Saturday, February 5, 2011

Have a Little Faith

I'm feeling so many different emotions right now. I started packing today because I am moving back to Cortland this weekend and it has been a lot harder than I thought. I said my goodbyes to my good friends at the agency on Thursday with a small party at the office and then a big night out at Splash. Friday at the office was a quiet day of tears and goodbyes. I really will miss the friends I have made there, especially Brenda. In the four short months of my internship, she has found a special place in my heart and I hold her to the same esteem as some of my friends I have known my whole life.

I am excited to return home to my family and friends but NYC, as difficult as it's been, has been my home for the past year and it really is such an amazing city. For the first time in my life I don't know what is right for me and I have no plan. Since I am feeling so confused and lost I need to have a little faith. A little faith in my future, a little faith in the fact that my life has been very fortunate and at the very least have a little faith in me.



When the road gets dark
And you can no longer see
Just let my love throw a spark
And have a little faith in me
And when the tears you cry
Are all you can believe
Just give these loving arms a try
And have a little faith in me

Have a little faith in me
Have a little faith in me

And when your secret heart
Cannot speak so easily
Come here darling, from a whisper start
And have a little faith in me
And when your backs against the wall
Just turn around and you, you will see
I will catch you, I will catch your fall
Just have a little faith in me

Have a little faith in me
Have a little faith in me...

I find a lot of comfort in this song right now. I can rely on my friends, my family and myself. And I need to believe that whatever is right for me and my future will work itself out in the end.

Tuesday, February 1, 2011

Romance Cannot Be Dead

I refuse to believe I am the only person left in this world that wants the lost romance of the old days. I love the idea of courtship: flowers, poems, candlelit dinners, holding hands in the park and late night serenades. I really want that idealistic love, that nonexistent romance that only exists in movies. It's such a beautiful and foreign concept to me and I can't imagine settling for less. With today's technology, people assume texting, emails and IMs are romantic and proper ways of developing a relationship. It's so difficult to even get a phone call anymore, let alone a love letter. I want a world that doesn't revolve around instant gratification. Love is something that should develop slowly, like a flower that you so anxiously await the bud to bloom. Somethings really are worth the wait.

I love this excerpt because it implies that marriage is not a measure of true love and emotion, Romeo simply desires real romantic unison with Juliet.

"Then plainly know my heart's dear love is set On the fair daughter of rich Capulet: As mine on hers, so hers is set on mine; And all combined, save what thou must combine By holy marriage: when and where and how We met, we woo'd and made exchange of vow, I'll tell thee as we pass; but this I pray, That thou consent to marry us to-day." --Romeo and Juliet, Act II, Scene II

One of my favorite romantic scenes from one of the most romantic movies of all time: Breakfast at Tiffany's, c. 1961



And Lastly, one of my most favorite romantic classical songs by Claude Debussy Claire De Lune, c. 1890


Oh boy, and to think I still have two weeks until Valentine's Day.

Dataset extract

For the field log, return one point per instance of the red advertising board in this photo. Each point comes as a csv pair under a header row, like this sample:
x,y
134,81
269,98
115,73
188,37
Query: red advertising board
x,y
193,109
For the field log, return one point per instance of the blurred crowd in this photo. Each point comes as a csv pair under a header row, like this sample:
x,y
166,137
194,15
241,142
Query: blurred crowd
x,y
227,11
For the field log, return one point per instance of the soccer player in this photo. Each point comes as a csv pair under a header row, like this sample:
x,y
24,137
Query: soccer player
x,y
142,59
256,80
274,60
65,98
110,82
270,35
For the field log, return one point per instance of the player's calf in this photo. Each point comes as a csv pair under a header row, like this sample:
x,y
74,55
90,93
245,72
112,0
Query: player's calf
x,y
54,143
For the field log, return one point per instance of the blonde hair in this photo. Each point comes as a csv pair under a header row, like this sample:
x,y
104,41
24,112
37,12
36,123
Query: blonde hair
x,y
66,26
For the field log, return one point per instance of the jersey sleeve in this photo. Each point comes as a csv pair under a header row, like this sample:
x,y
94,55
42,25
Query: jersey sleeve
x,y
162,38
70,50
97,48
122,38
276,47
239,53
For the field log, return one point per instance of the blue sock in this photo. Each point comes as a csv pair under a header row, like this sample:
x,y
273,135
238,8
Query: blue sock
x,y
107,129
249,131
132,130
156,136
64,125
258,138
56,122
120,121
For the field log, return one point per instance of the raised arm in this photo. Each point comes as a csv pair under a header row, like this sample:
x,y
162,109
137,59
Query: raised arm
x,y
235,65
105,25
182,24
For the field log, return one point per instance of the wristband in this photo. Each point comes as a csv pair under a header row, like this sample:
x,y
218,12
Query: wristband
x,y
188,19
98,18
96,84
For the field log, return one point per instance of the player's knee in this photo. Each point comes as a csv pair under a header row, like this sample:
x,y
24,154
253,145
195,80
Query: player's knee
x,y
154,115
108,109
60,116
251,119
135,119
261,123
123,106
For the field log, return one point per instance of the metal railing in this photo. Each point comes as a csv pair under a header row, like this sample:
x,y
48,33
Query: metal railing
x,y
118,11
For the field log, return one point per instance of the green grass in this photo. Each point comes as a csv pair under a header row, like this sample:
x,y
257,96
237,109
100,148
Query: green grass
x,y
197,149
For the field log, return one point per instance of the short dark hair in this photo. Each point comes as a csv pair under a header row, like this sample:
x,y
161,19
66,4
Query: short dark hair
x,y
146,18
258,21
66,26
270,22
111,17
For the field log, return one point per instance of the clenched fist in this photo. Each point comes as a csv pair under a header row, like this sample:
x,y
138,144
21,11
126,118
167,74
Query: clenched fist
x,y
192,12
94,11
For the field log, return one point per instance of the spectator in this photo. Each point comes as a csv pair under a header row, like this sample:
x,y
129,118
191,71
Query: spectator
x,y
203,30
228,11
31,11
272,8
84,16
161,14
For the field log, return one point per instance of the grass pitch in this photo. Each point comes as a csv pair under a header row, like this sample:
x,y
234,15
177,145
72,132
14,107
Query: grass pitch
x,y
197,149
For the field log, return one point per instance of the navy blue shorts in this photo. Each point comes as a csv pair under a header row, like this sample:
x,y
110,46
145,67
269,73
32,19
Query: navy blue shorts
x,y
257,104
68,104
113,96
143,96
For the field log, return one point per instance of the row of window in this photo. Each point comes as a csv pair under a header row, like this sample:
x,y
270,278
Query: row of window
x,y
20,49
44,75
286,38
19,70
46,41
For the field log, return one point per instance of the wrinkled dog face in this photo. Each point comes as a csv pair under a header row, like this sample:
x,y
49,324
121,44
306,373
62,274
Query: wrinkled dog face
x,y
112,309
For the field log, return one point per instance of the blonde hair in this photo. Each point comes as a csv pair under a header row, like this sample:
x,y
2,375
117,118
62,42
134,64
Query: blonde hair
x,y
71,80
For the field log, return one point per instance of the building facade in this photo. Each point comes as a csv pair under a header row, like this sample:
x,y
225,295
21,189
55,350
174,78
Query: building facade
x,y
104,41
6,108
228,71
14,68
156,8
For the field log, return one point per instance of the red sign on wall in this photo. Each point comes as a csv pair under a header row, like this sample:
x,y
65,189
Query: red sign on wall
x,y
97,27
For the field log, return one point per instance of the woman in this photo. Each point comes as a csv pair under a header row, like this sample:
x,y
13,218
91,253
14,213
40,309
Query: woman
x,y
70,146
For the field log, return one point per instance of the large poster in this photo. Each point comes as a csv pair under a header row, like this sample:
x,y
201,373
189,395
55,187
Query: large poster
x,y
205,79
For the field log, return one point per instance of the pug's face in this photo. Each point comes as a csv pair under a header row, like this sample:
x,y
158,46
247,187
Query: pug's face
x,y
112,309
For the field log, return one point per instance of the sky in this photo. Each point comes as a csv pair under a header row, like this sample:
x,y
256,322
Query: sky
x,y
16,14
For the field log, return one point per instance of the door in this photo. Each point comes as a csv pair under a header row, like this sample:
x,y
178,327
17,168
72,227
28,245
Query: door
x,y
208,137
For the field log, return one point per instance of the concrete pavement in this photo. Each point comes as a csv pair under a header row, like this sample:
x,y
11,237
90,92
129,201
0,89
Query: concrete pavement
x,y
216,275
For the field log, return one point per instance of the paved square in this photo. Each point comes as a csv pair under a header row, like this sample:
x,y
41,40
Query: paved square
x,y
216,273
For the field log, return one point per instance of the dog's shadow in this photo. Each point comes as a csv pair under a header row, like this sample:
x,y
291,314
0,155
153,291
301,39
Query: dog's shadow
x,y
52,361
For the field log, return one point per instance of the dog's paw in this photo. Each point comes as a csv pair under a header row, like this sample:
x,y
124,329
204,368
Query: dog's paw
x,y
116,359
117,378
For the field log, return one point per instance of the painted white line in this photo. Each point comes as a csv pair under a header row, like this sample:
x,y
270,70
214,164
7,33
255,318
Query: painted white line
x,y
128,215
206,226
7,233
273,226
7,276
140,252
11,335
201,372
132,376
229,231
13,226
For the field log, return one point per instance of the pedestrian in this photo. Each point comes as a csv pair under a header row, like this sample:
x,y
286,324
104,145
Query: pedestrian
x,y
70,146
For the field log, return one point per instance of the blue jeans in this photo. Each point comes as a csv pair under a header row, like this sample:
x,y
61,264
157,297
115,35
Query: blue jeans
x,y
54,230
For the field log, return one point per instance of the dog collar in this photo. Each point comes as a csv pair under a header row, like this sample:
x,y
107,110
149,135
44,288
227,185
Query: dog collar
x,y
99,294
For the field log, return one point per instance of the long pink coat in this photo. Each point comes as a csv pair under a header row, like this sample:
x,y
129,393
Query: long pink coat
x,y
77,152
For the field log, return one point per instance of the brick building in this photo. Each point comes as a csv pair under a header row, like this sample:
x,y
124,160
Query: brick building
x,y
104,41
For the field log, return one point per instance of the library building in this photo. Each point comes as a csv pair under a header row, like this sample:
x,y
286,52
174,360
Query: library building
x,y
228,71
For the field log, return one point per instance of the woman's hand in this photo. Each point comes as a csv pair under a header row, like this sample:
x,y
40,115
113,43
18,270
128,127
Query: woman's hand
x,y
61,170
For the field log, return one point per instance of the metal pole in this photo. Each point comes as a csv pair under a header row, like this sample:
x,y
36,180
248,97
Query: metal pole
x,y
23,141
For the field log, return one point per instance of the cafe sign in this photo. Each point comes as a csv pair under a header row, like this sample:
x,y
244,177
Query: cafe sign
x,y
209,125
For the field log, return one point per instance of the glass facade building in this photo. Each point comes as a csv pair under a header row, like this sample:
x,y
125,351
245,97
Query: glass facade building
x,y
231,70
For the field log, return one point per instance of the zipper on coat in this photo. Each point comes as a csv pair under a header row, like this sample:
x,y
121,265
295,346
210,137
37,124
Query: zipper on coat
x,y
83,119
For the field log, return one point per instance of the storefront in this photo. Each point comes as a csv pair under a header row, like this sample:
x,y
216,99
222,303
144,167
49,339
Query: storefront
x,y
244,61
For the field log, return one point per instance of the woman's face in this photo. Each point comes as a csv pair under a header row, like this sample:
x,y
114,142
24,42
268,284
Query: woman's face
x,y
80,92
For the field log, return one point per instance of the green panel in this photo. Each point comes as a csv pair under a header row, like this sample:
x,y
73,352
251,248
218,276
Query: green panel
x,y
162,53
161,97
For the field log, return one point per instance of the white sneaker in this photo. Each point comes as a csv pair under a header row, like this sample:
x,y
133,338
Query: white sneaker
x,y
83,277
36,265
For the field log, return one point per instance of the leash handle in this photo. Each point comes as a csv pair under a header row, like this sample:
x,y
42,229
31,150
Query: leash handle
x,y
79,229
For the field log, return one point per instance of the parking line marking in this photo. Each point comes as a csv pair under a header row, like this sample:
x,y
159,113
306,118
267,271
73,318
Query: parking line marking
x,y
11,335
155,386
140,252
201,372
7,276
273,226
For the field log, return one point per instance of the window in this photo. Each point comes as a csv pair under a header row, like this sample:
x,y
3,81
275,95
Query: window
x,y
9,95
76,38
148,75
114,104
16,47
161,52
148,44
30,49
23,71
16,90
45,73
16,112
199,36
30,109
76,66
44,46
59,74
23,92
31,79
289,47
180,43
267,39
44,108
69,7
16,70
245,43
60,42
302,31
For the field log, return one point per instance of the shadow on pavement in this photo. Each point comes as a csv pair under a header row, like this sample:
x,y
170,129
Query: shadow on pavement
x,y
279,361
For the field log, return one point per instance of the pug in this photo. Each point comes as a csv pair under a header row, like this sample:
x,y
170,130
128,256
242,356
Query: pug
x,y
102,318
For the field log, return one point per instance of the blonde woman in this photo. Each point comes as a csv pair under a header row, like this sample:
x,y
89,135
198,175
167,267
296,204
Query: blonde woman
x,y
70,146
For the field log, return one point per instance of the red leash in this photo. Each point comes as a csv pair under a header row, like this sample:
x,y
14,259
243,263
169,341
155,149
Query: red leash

Work to complete
[A] Decide whether each statement below agrees with the page excerpt, answering yes or no and quoting the words of the text that settle it: (i) the writer's internship at the agency lasted four months; (ii) the writer said goodbye to friends at the agency on Friday with a small party at the office; (iii) the writer calls Breakfast at Tiffany's one of the most romantic movies of all time.
[B] Write out the stretch of the page excerpt from "And when your secret" through "faith in me...", word for word.

Answers for each item
[A]
(i) Yes: "In the four short months of my internship"
(ii) No: "I said my goodbyes to my good friends at the agency on Thursday with a small party at the office"
(iii) Yes: "one of the most romantic movies of all time: Breakfast at Tiffany's"

[B]
And when your secret heart
Cannot speak so easily
Come here darling, from a whisper start
And have a little faith in me
And when your backs against the wall
Just turn around and you, you will see
I will catch you, I will catch your fall
Just have a little faith in me

Have a little faith in me
Have a little faith in me...